§ Request:
Express the items, from the line containing "Where can the man" through the last line of the items, as a Markdown table with two columns: Row for the row number and Line for the line itself. Leave out blank lines.
===============
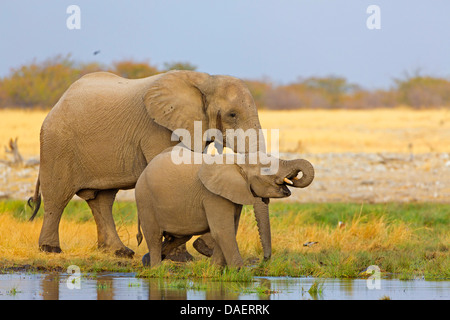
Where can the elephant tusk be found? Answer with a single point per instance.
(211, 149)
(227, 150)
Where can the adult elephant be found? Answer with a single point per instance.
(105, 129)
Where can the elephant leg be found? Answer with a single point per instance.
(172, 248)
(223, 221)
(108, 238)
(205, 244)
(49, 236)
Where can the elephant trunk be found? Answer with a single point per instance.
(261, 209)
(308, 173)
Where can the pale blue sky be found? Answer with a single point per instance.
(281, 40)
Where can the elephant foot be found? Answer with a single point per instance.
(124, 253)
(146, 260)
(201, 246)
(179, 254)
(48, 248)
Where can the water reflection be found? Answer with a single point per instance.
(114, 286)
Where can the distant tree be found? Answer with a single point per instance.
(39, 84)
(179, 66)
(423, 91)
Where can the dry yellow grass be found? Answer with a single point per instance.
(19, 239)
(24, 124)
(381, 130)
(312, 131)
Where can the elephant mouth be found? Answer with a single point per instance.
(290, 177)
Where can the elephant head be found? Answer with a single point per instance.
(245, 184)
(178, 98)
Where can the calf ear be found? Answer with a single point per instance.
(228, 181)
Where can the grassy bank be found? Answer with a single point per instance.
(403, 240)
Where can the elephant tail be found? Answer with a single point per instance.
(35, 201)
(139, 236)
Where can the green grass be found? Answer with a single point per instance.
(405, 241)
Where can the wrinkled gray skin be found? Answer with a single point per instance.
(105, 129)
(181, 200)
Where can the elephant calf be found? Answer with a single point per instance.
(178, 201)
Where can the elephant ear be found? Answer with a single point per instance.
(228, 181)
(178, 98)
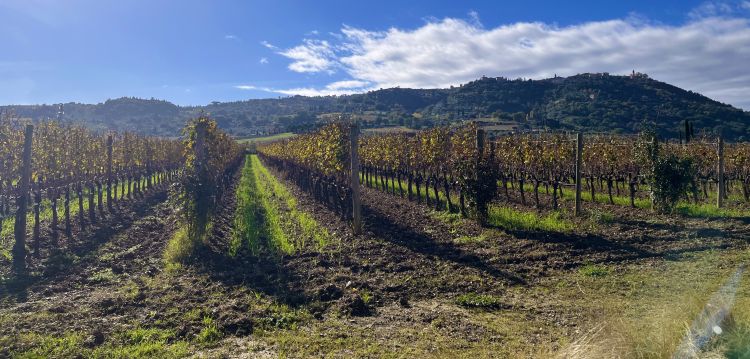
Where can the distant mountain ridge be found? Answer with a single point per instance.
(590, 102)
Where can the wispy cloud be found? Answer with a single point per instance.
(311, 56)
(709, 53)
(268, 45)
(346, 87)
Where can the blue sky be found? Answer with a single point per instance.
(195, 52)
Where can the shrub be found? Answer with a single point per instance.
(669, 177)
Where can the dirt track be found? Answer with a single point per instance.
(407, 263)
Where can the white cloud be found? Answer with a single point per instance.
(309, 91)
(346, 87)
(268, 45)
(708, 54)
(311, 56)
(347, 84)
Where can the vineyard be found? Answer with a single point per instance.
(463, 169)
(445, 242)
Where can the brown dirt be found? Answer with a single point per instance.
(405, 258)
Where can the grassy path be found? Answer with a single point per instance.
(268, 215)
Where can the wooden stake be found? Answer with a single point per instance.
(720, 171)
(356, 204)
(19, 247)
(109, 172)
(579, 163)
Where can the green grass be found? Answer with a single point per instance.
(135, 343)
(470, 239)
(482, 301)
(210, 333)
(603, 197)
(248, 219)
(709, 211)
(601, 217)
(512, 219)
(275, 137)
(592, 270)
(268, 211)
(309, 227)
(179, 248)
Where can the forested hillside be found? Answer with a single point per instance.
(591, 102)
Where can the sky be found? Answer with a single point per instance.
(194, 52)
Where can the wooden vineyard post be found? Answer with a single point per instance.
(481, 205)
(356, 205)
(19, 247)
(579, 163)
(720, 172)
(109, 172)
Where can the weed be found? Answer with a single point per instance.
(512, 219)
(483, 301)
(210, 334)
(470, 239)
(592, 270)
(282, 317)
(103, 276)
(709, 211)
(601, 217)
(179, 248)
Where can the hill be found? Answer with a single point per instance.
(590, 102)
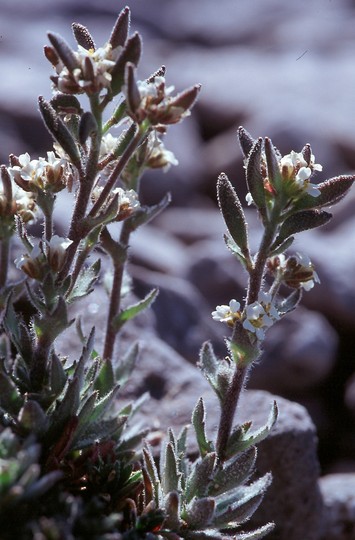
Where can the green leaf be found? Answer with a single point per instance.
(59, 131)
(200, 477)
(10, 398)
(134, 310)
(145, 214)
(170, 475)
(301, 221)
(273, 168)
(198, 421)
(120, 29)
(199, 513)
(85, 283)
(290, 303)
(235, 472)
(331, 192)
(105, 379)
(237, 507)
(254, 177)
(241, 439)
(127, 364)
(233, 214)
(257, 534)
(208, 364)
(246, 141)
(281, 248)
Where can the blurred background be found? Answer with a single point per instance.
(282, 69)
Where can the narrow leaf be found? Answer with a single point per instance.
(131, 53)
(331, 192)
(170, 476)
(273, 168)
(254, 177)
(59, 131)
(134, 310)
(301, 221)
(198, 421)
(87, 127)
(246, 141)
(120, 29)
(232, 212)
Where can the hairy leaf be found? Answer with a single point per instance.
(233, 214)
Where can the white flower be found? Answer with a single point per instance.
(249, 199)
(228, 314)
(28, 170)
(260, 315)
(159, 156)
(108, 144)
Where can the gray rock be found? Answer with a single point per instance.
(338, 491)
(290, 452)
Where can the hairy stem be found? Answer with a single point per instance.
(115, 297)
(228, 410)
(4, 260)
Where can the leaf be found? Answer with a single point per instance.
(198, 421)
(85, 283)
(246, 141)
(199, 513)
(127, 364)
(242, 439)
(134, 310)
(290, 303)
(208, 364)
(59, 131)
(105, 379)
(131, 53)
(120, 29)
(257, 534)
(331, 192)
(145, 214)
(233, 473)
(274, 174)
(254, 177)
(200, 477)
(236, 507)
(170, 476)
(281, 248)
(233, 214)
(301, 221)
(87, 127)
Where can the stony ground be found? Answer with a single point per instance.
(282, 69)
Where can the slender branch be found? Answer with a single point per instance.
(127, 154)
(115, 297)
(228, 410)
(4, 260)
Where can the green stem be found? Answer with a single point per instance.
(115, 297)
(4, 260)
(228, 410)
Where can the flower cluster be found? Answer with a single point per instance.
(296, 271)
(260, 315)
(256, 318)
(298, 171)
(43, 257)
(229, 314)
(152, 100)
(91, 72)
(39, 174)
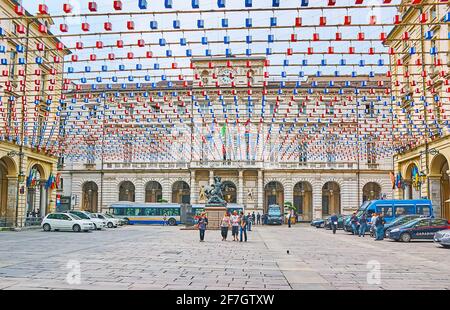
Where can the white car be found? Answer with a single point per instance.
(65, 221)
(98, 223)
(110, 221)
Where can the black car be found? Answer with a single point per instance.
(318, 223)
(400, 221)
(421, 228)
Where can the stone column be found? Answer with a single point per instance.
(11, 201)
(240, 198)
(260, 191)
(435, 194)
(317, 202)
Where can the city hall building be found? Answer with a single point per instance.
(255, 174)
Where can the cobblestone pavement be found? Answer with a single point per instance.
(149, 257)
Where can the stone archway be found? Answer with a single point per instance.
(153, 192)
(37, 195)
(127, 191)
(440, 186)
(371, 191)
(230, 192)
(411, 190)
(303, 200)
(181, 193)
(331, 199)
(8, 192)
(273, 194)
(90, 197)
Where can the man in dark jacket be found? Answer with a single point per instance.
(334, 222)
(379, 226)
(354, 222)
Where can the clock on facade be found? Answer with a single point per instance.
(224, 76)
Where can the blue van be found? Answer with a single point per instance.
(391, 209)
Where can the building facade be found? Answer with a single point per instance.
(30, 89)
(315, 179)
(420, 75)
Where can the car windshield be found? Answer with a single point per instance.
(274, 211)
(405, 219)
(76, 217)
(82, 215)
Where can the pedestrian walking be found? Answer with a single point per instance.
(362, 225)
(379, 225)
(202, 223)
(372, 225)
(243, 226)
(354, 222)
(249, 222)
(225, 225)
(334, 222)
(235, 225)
===============
§ Output below:
| Row | Line |
|---|---|
| 1 | Where can the man in dark jacket be found? Answer with a single point per instance. |
| 2 | (334, 222) |
| 3 | (379, 226) |
| 4 | (354, 222) |
| 5 | Where can the clock on facade be found? Answer with a single point per instance. |
| 6 | (224, 76) |
| 7 | Where can the blue van be found? Answer with a single point per instance. |
| 8 | (391, 209) |
| 9 | Where can the building facade be found? Answer with a single point per instance. |
| 10 | (30, 89) |
| 11 | (315, 179) |
| 12 | (420, 75) |
| 13 | Where can the car windshield be found? Answer with a single point per instance. |
| 14 | (274, 211) |
| 15 | (405, 219) |
| 16 | (76, 217) |
| 17 | (82, 215) |
| 18 | Where can the pedestrian walking be found? Answer with a single point per instance. |
| 19 | (362, 225) |
| 20 | (379, 225) |
| 21 | (202, 223) |
| 22 | (372, 225) |
| 23 | (243, 226) |
| 24 | (354, 222) |
| 25 | (249, 222) |
| 26 | (225, 225) |
| 27 | (334, 222) |
| 28 | (235, 225) |